>>>
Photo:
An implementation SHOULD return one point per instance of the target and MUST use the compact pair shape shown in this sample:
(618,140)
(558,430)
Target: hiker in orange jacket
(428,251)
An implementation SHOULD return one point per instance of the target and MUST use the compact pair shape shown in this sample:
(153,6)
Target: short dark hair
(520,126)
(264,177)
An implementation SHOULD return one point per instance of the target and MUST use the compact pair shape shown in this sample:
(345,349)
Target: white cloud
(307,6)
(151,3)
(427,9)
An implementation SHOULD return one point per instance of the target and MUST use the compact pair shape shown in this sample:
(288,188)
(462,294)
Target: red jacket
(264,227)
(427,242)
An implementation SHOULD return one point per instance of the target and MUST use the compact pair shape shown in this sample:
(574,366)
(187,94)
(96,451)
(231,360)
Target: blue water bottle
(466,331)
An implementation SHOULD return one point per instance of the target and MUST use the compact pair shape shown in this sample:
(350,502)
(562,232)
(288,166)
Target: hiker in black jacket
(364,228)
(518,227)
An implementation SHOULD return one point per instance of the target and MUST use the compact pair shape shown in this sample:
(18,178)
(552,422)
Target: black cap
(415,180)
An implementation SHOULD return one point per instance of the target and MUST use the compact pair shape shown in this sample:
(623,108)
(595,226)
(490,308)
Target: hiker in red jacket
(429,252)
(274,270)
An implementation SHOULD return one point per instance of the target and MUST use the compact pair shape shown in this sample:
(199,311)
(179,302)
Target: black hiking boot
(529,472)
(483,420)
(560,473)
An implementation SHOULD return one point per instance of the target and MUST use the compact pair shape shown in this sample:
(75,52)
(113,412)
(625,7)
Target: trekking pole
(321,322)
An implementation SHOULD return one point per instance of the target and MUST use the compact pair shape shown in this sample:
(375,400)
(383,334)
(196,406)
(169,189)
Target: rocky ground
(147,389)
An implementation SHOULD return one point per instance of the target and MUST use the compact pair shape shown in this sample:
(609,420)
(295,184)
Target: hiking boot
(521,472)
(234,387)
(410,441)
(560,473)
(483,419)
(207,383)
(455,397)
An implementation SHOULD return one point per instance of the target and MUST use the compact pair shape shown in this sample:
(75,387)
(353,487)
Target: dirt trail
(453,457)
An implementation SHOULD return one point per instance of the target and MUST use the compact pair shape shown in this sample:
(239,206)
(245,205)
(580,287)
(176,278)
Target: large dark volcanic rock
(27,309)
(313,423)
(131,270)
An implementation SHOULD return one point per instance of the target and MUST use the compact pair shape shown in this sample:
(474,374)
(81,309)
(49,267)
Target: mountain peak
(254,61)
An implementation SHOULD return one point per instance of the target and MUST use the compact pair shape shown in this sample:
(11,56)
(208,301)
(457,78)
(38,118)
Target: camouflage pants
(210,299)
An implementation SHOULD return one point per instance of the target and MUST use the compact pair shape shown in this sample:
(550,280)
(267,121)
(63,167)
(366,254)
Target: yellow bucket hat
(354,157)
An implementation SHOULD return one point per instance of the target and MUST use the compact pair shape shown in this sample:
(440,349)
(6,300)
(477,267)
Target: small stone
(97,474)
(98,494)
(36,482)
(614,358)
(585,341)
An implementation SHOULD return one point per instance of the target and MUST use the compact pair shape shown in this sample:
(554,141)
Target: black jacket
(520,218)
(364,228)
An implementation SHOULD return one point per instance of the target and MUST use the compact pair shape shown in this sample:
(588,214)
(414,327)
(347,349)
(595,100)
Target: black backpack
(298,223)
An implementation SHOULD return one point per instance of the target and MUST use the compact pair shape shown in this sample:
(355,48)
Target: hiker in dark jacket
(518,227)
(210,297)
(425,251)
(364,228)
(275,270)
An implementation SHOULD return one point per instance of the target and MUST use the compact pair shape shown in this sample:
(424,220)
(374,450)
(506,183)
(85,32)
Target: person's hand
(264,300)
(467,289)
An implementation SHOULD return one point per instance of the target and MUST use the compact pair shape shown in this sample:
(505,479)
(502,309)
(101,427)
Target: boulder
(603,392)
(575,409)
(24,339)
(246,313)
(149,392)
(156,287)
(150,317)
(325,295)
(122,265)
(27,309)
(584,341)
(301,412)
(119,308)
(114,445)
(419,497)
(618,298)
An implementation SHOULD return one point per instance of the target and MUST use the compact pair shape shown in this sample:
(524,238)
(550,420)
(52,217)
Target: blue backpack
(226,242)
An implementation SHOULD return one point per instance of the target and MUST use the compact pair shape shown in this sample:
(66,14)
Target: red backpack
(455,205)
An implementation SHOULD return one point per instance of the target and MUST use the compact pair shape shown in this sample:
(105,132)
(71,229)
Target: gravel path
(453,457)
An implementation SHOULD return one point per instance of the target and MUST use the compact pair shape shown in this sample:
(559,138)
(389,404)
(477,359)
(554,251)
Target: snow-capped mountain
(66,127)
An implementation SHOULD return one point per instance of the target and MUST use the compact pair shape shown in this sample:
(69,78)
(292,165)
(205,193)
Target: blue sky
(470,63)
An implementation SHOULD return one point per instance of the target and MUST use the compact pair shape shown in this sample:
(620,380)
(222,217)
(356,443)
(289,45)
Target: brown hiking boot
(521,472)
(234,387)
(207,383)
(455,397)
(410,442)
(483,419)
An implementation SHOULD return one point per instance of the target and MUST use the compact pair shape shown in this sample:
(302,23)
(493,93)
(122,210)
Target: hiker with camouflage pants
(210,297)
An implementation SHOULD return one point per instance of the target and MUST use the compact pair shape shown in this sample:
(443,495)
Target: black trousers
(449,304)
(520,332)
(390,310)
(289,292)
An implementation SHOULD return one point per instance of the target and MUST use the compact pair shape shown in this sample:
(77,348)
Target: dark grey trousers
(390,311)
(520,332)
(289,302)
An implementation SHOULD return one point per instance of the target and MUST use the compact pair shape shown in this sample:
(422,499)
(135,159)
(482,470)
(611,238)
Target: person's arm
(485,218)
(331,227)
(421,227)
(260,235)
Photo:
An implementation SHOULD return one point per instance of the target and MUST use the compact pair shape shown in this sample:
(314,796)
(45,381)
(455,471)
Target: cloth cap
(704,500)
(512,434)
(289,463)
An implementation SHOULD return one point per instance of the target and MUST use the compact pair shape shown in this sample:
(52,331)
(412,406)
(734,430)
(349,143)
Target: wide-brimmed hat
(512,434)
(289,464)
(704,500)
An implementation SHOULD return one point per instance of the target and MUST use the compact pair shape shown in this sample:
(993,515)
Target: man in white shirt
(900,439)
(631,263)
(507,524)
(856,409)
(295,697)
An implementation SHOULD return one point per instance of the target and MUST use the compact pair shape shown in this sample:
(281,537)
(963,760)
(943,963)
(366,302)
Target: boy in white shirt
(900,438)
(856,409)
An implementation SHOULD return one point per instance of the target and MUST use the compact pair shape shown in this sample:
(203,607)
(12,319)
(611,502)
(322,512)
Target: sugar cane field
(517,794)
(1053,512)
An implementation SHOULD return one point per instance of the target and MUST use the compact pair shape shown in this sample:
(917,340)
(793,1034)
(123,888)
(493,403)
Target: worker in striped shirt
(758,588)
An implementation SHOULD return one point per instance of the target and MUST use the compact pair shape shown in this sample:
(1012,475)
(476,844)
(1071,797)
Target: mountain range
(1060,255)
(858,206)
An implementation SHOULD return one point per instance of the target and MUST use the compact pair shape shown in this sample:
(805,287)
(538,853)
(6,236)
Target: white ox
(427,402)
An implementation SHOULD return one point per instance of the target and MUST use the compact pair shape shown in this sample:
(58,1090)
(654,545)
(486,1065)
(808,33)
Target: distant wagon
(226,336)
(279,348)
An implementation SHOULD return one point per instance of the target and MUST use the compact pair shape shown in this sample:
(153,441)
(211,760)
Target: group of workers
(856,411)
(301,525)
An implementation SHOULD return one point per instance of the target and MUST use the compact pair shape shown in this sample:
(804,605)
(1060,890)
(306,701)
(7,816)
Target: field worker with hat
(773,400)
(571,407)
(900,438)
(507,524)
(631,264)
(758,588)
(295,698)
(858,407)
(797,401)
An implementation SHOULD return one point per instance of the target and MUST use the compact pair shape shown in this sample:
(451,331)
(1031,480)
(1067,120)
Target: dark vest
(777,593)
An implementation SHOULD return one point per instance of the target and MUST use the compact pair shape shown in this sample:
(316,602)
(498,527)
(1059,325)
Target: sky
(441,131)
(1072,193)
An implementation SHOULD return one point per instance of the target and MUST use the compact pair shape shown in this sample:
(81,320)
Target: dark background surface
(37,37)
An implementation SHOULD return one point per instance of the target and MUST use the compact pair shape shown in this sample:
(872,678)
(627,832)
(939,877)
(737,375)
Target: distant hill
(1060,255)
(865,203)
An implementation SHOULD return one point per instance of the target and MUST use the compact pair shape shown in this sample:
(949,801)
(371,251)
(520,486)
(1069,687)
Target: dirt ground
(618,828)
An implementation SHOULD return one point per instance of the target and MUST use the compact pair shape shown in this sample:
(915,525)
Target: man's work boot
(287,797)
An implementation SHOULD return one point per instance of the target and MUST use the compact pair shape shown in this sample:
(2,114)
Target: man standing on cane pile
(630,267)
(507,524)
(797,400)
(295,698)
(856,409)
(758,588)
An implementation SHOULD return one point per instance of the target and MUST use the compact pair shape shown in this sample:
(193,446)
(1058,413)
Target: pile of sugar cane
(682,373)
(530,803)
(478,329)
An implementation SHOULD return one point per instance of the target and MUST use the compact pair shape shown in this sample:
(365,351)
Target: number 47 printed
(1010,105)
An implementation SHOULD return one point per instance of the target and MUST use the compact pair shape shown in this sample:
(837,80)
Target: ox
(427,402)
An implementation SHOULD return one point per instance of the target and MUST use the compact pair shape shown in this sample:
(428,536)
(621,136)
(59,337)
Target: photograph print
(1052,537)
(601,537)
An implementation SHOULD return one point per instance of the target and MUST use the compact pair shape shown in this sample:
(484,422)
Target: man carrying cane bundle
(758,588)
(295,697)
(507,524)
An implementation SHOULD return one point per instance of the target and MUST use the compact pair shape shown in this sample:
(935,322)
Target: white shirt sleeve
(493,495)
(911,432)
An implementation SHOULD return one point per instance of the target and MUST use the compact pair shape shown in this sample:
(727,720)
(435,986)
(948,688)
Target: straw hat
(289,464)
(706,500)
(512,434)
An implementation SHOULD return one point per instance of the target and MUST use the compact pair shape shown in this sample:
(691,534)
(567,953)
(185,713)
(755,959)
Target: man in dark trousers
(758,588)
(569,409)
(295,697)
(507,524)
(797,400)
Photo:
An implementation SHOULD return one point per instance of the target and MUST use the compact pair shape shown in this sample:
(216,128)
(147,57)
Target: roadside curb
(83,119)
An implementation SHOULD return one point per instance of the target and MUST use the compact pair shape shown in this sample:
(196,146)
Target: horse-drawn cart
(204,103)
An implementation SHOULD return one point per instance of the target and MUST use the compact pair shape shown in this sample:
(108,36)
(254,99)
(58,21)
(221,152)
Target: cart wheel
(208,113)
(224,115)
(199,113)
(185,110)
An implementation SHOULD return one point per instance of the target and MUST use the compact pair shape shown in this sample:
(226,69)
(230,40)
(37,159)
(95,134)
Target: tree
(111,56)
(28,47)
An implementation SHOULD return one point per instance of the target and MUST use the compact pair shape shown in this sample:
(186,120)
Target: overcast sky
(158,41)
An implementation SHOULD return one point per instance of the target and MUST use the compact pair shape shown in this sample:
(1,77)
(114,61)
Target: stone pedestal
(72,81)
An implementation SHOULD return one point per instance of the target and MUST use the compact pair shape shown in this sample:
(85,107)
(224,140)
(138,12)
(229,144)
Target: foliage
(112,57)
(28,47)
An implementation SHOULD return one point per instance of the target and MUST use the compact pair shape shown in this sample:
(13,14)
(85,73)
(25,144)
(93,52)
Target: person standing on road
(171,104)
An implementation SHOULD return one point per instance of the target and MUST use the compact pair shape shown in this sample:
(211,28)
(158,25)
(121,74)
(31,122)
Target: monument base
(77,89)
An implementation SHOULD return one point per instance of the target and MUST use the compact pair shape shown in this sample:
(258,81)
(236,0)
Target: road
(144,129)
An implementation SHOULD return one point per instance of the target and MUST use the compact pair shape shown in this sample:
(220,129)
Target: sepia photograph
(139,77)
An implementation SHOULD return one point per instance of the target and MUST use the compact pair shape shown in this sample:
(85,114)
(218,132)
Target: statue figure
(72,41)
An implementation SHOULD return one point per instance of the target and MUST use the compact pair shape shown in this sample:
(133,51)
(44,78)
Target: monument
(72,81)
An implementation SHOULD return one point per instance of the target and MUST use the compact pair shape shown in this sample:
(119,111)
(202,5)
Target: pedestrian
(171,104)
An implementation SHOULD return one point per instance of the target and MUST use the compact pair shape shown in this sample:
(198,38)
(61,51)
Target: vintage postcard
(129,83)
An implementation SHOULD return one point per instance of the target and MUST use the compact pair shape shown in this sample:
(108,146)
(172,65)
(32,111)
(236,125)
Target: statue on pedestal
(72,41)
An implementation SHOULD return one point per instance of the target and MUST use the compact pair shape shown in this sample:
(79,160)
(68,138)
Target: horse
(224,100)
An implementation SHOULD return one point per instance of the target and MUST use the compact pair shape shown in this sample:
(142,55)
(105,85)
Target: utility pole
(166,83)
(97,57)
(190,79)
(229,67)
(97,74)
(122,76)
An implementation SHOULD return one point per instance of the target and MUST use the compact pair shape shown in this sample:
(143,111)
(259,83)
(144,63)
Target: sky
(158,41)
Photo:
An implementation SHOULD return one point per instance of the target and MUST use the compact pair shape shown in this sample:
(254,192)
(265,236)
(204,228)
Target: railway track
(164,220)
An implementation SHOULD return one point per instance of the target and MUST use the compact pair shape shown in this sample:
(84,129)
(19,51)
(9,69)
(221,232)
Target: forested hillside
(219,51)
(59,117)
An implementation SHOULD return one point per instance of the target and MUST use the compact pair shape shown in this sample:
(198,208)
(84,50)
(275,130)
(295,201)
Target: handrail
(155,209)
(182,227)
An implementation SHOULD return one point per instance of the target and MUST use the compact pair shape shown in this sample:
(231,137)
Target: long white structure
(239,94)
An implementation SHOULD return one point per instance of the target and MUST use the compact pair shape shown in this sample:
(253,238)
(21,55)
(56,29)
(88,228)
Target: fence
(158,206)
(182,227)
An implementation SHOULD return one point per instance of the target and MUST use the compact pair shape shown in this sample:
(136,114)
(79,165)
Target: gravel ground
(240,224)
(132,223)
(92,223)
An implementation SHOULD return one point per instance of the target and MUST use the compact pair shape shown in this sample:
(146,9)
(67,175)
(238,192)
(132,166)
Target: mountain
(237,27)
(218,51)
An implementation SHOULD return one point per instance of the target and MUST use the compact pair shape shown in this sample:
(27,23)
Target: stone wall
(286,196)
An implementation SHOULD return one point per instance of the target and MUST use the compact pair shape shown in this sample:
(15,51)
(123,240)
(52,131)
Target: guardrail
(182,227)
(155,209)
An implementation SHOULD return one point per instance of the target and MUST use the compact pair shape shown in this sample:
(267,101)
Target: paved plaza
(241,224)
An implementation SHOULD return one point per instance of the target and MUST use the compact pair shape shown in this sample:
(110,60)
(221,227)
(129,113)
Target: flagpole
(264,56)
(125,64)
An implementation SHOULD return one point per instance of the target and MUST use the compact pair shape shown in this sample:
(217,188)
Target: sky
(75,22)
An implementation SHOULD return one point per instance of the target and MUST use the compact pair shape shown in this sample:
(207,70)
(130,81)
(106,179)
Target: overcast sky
<<<
> **Requirement**
Please report each line in the items above that contains the word "white". Only matches with the same case count.

> **Result of this task**
Target: white cloud
Target: man in white shirt
Target: boy in white shirt
Target: white ox
Target: white shirt sleeve
Target: long white structure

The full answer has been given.